==== Task inputs

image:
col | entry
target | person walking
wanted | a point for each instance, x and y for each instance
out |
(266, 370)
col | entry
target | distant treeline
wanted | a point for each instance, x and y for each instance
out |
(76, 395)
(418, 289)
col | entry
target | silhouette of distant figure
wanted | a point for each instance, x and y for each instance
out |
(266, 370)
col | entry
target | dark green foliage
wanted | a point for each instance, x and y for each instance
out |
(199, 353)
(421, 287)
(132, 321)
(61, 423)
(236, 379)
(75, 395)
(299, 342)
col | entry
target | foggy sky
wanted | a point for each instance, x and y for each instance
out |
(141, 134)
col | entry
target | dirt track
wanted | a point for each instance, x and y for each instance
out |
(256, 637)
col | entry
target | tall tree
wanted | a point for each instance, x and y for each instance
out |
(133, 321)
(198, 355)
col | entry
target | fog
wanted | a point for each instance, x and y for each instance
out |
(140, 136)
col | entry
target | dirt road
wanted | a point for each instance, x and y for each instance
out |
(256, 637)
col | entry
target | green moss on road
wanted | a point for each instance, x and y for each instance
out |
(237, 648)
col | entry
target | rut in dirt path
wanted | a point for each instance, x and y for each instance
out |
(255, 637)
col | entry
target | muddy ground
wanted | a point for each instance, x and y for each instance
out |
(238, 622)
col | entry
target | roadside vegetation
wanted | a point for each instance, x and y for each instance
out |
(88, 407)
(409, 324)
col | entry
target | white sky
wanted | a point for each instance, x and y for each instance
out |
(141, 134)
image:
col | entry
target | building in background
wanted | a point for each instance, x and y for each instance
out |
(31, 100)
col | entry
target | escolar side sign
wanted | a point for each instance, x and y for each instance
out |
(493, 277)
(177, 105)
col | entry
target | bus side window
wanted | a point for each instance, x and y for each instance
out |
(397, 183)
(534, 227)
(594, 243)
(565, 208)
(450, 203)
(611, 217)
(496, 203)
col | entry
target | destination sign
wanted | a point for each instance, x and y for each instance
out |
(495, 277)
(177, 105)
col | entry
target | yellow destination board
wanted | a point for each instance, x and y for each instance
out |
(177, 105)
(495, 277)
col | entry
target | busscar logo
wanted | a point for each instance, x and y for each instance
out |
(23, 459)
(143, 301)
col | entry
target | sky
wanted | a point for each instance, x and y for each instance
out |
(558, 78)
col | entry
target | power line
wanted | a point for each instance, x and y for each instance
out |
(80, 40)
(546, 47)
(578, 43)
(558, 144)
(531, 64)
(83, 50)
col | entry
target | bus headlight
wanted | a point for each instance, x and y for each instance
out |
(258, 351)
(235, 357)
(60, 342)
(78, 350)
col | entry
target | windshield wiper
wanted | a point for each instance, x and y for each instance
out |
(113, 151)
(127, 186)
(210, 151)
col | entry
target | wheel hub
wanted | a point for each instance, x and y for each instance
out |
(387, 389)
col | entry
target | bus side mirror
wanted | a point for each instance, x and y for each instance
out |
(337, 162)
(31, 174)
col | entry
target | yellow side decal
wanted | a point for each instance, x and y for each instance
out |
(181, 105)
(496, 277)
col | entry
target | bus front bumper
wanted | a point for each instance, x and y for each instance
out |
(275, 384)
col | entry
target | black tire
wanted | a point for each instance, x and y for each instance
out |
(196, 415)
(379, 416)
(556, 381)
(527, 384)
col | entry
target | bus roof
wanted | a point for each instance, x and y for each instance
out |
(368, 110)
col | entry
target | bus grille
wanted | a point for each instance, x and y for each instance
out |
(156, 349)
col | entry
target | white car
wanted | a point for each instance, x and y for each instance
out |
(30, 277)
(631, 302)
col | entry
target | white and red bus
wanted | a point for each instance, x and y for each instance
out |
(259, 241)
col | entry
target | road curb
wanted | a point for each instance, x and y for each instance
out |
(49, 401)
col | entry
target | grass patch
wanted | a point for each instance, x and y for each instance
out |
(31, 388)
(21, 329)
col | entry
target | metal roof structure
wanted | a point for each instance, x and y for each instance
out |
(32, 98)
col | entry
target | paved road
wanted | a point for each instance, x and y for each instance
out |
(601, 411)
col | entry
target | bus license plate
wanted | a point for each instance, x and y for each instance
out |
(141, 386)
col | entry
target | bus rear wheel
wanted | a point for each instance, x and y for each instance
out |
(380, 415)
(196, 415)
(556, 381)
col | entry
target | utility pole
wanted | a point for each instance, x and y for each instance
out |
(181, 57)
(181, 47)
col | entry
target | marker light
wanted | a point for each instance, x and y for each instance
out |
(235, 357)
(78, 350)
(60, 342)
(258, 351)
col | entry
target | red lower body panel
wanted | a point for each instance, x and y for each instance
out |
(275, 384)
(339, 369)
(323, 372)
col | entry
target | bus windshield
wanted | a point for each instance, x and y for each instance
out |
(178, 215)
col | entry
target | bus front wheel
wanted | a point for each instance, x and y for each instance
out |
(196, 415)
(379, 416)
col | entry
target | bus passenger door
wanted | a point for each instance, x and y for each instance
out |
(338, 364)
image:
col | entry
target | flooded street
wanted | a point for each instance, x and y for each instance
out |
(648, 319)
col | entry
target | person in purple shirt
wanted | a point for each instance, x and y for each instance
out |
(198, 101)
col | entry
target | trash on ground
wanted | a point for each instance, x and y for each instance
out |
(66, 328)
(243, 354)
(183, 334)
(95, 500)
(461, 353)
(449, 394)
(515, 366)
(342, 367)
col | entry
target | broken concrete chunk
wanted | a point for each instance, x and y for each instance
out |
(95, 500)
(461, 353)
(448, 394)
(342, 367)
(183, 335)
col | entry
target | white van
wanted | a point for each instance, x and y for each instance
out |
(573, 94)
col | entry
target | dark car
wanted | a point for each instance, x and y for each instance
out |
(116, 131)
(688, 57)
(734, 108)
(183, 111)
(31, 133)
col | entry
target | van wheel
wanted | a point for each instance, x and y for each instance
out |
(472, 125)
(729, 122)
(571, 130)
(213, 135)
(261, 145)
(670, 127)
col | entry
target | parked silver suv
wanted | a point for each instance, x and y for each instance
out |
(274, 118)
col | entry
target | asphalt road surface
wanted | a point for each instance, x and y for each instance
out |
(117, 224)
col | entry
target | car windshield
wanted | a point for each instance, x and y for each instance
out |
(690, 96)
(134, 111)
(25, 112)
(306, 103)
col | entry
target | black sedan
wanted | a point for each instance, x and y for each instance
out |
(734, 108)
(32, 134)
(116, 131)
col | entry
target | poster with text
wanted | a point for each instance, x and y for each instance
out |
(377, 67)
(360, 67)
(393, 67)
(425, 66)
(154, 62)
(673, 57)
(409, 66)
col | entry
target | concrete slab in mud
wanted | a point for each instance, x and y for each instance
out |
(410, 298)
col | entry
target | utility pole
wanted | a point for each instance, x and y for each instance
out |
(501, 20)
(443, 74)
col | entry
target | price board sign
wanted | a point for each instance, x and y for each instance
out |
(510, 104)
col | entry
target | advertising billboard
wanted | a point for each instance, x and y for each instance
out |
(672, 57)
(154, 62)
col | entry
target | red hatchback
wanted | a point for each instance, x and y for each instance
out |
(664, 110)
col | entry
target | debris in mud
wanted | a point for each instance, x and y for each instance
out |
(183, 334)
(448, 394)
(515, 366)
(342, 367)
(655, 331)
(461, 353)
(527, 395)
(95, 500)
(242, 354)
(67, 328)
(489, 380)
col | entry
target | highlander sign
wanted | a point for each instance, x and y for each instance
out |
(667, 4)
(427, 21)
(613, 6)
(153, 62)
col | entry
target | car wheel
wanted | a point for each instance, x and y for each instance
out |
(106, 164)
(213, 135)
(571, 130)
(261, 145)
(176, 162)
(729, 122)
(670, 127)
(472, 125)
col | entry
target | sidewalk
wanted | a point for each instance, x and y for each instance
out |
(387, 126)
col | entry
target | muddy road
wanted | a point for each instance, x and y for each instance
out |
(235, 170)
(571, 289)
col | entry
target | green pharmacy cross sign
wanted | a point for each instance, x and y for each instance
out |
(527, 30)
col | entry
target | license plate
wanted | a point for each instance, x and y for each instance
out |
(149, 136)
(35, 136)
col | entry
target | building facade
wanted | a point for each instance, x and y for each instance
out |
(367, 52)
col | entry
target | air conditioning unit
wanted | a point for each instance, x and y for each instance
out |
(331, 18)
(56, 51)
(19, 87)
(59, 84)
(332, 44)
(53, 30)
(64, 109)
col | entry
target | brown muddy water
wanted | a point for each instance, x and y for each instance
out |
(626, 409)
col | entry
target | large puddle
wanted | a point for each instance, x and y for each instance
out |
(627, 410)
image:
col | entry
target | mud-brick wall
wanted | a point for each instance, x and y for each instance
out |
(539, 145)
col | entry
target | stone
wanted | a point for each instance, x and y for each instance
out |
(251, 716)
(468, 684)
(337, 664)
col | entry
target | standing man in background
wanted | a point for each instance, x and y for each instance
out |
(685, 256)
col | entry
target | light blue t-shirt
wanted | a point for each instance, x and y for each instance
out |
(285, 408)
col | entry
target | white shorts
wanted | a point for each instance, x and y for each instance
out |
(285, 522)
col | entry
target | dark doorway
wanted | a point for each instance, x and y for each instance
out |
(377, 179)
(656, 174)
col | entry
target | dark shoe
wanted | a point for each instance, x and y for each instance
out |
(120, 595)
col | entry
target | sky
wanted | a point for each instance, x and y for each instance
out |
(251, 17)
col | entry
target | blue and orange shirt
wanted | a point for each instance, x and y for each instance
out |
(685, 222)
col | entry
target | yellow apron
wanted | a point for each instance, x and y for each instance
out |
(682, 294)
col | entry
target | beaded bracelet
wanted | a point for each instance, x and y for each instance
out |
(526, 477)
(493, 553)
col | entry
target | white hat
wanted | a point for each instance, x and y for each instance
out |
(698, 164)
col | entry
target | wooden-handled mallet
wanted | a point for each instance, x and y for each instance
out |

========

_What you will do_: Each line in the material above that mentions the word "distant" must be copied.

_Response below_:
target | distant treeline
target | silhouette of distant figure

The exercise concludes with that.